Stated task:
Edit the passage about the wide receiver corps, starting at "DJ Moore adjusted" and ending at "a 21-yard gain.", so that "tight end" becomes "H-back".

Supplied text:
========================================================================
DJ Moore adjusted like No. 1 wide receivers do on his 29-yard, play-of-the-game touchdown reception early in the second quarter. Moore also made sure-handed grabs that underscored his combination of durability and dependability. Cole Kmet resembled a real threat at tight end, drawing a pass interference penalty and catching two touchdown passes in the first half. Darnell Mooney continued to make progress in his return from an injury last season, playing a supporting role without complaint. Even Equanimeous St. Brown contributed his first reception of the season, a bobble that he secured for a 21-yard gain.
The widespread contribution of the wide receiver corps came on a day Claypool, its most controversial member, landed on the inactive list. Claypool couldn’t help himself Friday at Halas Hall when he publicly expressed a need to be used more frequently. It didn’t matter if Claypool had a point, not for an underperforming receiver who already was called out this year for his effort. One report Sunday suggested Poles will try to trade Claypool, which would be the best move for everyone if he can pull it off.
========================================================================
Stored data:
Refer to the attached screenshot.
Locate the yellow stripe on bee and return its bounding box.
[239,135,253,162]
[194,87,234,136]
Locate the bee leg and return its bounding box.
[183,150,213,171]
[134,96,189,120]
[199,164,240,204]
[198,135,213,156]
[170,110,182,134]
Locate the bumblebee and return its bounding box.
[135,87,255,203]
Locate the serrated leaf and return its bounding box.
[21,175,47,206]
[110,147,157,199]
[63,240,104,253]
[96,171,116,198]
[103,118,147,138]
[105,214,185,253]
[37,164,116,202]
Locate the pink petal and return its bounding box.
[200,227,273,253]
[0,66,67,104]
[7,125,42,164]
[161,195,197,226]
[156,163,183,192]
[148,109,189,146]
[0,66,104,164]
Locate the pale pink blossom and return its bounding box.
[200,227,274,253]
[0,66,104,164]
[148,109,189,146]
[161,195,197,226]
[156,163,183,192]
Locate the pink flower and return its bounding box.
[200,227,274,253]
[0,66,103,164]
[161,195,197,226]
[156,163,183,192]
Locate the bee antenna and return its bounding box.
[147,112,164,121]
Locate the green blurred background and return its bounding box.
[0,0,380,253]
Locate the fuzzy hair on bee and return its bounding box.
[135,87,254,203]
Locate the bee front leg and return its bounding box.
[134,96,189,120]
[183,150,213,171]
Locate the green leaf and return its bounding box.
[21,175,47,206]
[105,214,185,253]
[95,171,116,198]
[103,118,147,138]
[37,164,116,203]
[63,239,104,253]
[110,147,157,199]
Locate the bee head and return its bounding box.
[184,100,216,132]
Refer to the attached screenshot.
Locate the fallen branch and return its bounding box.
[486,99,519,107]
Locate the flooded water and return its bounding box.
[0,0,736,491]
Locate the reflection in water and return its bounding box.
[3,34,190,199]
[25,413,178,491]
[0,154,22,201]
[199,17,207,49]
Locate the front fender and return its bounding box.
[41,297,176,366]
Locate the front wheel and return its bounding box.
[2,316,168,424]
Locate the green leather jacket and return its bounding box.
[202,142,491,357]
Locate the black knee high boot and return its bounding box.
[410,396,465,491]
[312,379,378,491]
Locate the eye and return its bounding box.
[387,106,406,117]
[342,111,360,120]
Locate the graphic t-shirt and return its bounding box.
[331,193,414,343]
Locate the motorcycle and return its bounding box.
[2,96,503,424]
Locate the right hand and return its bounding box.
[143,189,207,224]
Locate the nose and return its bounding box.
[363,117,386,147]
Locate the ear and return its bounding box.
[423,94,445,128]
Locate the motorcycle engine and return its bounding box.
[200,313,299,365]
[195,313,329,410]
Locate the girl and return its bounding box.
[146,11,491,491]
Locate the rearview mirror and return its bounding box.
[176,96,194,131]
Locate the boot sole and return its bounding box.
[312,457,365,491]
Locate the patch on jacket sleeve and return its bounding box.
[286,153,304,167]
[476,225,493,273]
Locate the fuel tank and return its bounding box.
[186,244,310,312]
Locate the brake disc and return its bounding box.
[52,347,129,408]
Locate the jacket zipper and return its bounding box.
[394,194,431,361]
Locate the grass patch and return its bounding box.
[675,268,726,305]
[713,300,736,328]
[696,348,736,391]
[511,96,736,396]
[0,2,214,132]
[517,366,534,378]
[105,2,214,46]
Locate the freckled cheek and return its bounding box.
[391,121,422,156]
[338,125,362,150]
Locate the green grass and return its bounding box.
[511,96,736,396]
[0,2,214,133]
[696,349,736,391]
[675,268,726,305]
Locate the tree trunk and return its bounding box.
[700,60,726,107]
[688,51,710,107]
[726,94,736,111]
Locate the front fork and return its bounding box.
========================================================================
Final result:
DJ Moore adjusted like No. 1 wide receivers do on his 29-yard, play-of-the-game touchdown reception early in the second quarter. Moore also made sure-handed grabs that underscored his combination of durability and dependability. Cole Kmet resembled a real threat at H-back, drawing a pass interference penalty and catching two touchdown passes in the first half. Darnell Mooney continued to make progress in his return from an injury last season, playing a supporting role without complaint. Even Equanimeous St. Brown contributed his first reception of the season, a bobble that he secured for a 21-yard gain.